Saved entries
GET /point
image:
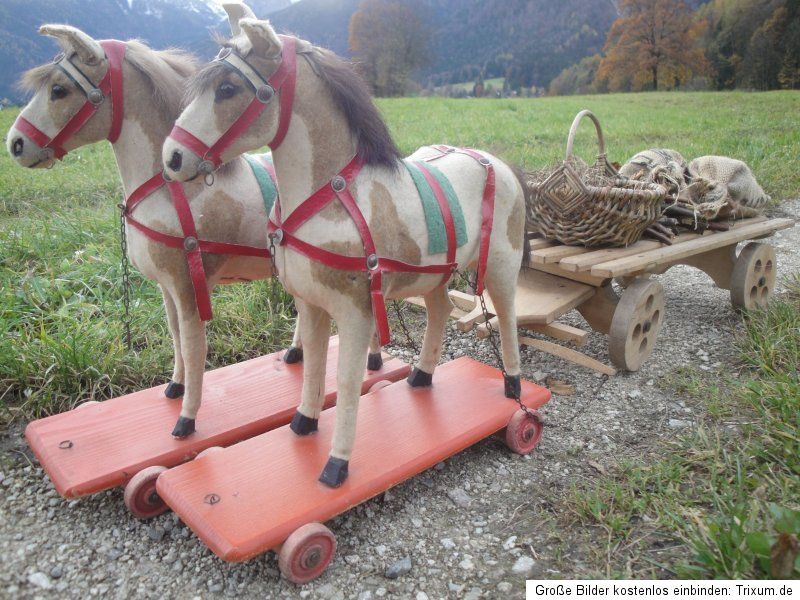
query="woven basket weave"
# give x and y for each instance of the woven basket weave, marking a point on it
(566, 208)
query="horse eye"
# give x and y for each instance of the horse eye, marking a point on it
(226, 90)
(57, 92)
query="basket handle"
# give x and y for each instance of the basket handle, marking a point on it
(574, 129)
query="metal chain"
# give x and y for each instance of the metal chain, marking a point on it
(401, 321)
(126, 281)
(492, 339)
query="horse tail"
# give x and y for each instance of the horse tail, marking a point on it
(526, 194)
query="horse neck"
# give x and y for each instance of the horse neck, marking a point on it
(318, 143)
(144, 129)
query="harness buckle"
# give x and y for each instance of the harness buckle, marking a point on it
(95, 96)
(276, 237)
(265, 93)
(338, 183)
(190, 243)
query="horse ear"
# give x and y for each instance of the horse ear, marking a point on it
(262, 36)
(87, 49)
(237, 11)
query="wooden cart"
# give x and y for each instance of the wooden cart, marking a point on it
(562, 278)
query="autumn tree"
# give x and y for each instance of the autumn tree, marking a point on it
(389, 40)
(653, 44)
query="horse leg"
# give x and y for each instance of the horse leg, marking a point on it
(438, 307)
(315, 328)
(501, 284)
(175, 387)
(193, 348)
(374, 358)
(354, 340)
(294, 353)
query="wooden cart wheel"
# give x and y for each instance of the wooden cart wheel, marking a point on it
(306, 553)
(207, 451)
(379, 385)
(140, 494)
(753, 277)
(523, 432)
(635, 324)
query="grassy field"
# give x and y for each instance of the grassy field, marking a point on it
(726, 500)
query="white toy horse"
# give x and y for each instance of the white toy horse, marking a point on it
(136, 110)
(350, 229)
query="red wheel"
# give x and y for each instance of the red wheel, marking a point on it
(306, 553)
(207, 451)
(379, 385)
(523, 432)
(140, 494)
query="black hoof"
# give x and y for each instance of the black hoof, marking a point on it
(513, 386)
(335, 472)
(303, 425)
(183, 428)
(419, 378)
(374, 361)
(293, 355)
(174, 390)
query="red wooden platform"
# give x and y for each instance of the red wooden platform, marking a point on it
(99, 446)
(248, 498)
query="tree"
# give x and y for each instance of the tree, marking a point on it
(652, 44)
(390, 40)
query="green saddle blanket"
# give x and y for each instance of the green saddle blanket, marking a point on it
(437, 235)
(269, 191)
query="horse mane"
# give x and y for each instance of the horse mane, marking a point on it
(165, 72)
(350, 95)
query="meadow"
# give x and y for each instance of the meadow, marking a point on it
(61, 309)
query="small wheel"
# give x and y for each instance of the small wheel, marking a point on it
(207, 451)
(379, 385)
(306, 553)
(140, 494)
(523, 432)
(753, 277)
(635, 324)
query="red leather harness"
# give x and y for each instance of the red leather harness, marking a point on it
(111, 88)
(282, 231)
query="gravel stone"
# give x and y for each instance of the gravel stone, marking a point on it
(401, 567)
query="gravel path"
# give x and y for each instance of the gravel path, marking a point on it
(474, 526)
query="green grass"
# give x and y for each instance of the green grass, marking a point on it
(729, 491)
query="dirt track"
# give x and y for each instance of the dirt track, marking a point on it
(474, 526)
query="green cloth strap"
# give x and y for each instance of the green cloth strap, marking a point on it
(269, 191)
(437, 236)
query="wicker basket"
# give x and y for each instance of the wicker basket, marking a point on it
(566, 208)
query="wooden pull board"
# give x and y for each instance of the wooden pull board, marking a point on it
(266, 487)
(100, 446)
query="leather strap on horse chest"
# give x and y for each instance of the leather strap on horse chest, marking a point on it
(109, 88)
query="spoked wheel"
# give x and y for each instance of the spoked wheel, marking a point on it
(306, 553)
(379, 385)
(635, 324)
(524, 431)
(207, 451)
(753, 277)
(140, 494)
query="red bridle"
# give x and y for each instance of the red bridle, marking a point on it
(109, 88)
(282, 82)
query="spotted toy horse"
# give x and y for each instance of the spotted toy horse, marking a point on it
(349, 229)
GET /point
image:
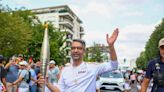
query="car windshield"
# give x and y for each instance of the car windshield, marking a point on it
(112, 75)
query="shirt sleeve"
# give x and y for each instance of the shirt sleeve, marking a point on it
(107, 66)
(61, 83)
(23, 73)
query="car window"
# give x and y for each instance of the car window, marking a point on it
(112, 75)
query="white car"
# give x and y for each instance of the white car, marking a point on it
(113, 81)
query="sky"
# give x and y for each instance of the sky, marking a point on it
(136, 20)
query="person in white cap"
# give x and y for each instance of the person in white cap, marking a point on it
(23, 74)
(53, 72)
(81, 76)
(155, 71)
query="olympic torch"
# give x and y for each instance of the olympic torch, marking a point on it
(45, 54)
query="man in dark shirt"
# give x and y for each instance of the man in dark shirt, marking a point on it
(2, 73)
(154, 69)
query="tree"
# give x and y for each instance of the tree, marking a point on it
(15, 34)
(94, 54)
(151, 48)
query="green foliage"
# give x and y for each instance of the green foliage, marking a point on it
(22, 32)
(151, 48)
(94, 54)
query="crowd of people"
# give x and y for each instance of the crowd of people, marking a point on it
(19, 75)
(80, 76)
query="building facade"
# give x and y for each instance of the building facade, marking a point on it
(63, 18)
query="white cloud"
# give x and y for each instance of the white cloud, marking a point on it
(22, 2)
(131, 40)
(133, 13)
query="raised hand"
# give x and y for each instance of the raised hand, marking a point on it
(111, 40)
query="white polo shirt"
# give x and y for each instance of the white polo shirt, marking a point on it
(83, 77)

§ EXERCISE GOAL: Write out the records above once more, word for word, with no pictures.

§ EXERCISE RESPONSE:
GET /point
image:
query="woven basket weave"
# give x and y for each instance of the woven basket weave, marking a point on it
(566, 208)
query="horse eye"
# give x and y for each instance of the horse eye, marking a point on it
(226, 90)
(57, 92)
query="basket handle"
# give x and y for each instance of the basket handle, marking a point on it
(574, 129)
query="metal chain"
# give x and y for each instance of the metal chain, marking a point on it
(401, 321)
(126, 281)
(492, 339)
query="horse tail"
# give x and y for each instance of the horse tail, marking a point on it
(526, 194)
query="horse neck"
# give x and y for each instance of the horse neck, marking a point on it
(318, 143)
(144, 129)
query="harness buckle"
# give x and y for each instance of the harness buckle, marking a point on it
(95, 96)
(276, 237)
(265, 93)
(338, 183)
(190, 243)
query="horse ear"
# give x and y for each instance of the horse ear, marking a point on it
(262, 36)
(87, 49)
(237, 11)
query="wooden cart"
# give x and y for each instance of the wooden cart, marking a point on it
(562, 278)
query="autumn tree"
# give x and y for each instance of the autumn tree, marking a point on it
(389, 40)
(653, 44)
query="horse leg"
# give x and y for each instance of the horse leg, marking a point on it
(438, 307)
(315, 328)
(501, 284)
(175, 387)
(193, 348)
(374, 358)
(354, 340)
(294, 353)
query="wooden cart wheel"
# give x and y for each instance of the wooden cart wheel, marking a point on it
(306, 553)
(207, 451)
(379, 385)
(140, 494)
(753, 277)
(523, 432)
(635, 324)
query="grassy field"
# give x and y for each instance of the grassy field, marking a point on it
(726, 500)
query="white toy horse"
# give x and y for each instance of the white toy horse, marking a point on it
(136, 110)
(350, 229)
query="red wheel"
# give x and y for each instance of the red wheel, marking a point on it
(306, 553)
(207, 451)
(379, 385)
(523, 432)
(140, 494)
query="black hoof"
# give x and y for each instance of the black hoof, marking a point on it
(513, 386)
(335, 472)
(303, 425)
(183, 428)
(419, 378)
(374, 361)
(293, 355)
(174, 390)
query="red wooden platform"
# give x and y for each instance of the red wooden platform, marking a point on it
(99, 446)
(248, 498)
query="tree"
# give x and y for each instance of the tree, marking a point on it
(652, 44)
(390, 40)
query="green saddle blanket"
# give x and y for each instance of the green saddle blanket, marking a point on it
(437, 235)
(269, 191)
query="horse mane"
# give x and y for each instance of the horse mane, marking a point on it
(165, 72)
(350, 95)
query="meadow"
# give x and y for each instance of the meadow, marking a point on it
(61, 309)
query="small wheel"
# give x and y for each instance of the small wheel, marking a point on it
(207, 451)
(379, 385)
(306, 553)
(140, 494)
(523, 432)
(753, 277)
(635, 324)
query="red leather harness"
# give x and y for each instance of the red leather harness, marking a point on it
(111, 88)
(282, 231)
query="gravel stone"
# give x and y for each instance of the gravel stone, marking a point on it
(401, 567)
query="gravel path"
# give x and y for each instance of the gravel path, marking a point on it
(474, 526)
query="green grass"
# give x and y for each instance of the green grass, marking a point on it
(729, 491)
query="dirt track"
# give x and y for each instance of the dirt track, marking a point on it
(474, 526)
query="green cloth strap"
# give x and y for each instance of the green cloth strap, marking a point on it
(269, 191)
(437, 236)
query="wicker basket"
# give x and y for each instance of the wicker basket, marking a point on it
(566, 208)
query="wooden pull board"
# give x and y for each instance of the wooden pull board, marking a point on it
(266, 487)
(100, 446)
query="leather strap on horse chest"
# give x and y for each instance of the leather strap on horse chest, marking a point on it
(109, 88)
query="spoked wheel"
# give x and y for each instance of the spoked wheel, marking a point on it
(306, 553)
(379, 385)
(635, 324)
(524, 431)
(207, 451)
(753, 277)
(140, 494)
query="red bridle"
# give x and y for each instance of the red bridle, marking a point on it
(109, 88)
(282, 82)
query="spotted toy horse"
# give x and y for each instance of the spotted toy horse, marking a point on it
(349, 229)
GET /point
image:
query="car windshield"
# give x and y for each instance of the car windshield, marking a point on it
(112, 75)
query="shirt sleeve"
# give x and y for each instance of the shirt sleeve, marking a point on it
(107, 66)
(61, 83)
(23, 73)
query="car window"
# give x and y for each instance of the car window, marking a point on it
(112, 75)
query="white car"
# give x and y for each instance of the white car, marking a point on it
(113, 81)
query="sky"
# give x and y for each instance of the sky, marking a point on it
(136, 20)
query="person in white cap"
# give x and y for each instance of the person in white cap, marking a point on it
(23, 74)
(53, 72)
(81, 76)
(155, 71)
query="olympic torch"
# give x and y for each instance of the olympic torch, marking a point on it
(45, 54)
query="man in dark shirt"
# give x and y for each instance of the man in dark shirt, marking a point on it
(2, 73)
(154, 69)
query="tree"
# give x and y for each instance of the tree, marking a point on it
(15, 34)
(94, 54)
(151, 48)
query="green foliage"
# give x and y for each instance of the green foliage, marking a point on it
(22, 32)
(151, 48)
(94, 54)
query="crowd of people"
# give x and y for each instance of the crowd of people, marking a point on it
(19, 75)
(80, 76)
query="building facade"
# give x and y for each instance of the building facade, marking a point on it
(63, 18)
query="white cloud"
# give x and y for each instance of the white cloud, marking a point on it
(22, 2)
(131, 40)
(133, 13)
query="raised hand"
# give x and y for each instance of the raised hand, marking a point on it
(111, 40)
query="white polo shirt"
# give x and y for each instance of the white polo shirt, marking a point on it
(83, 77)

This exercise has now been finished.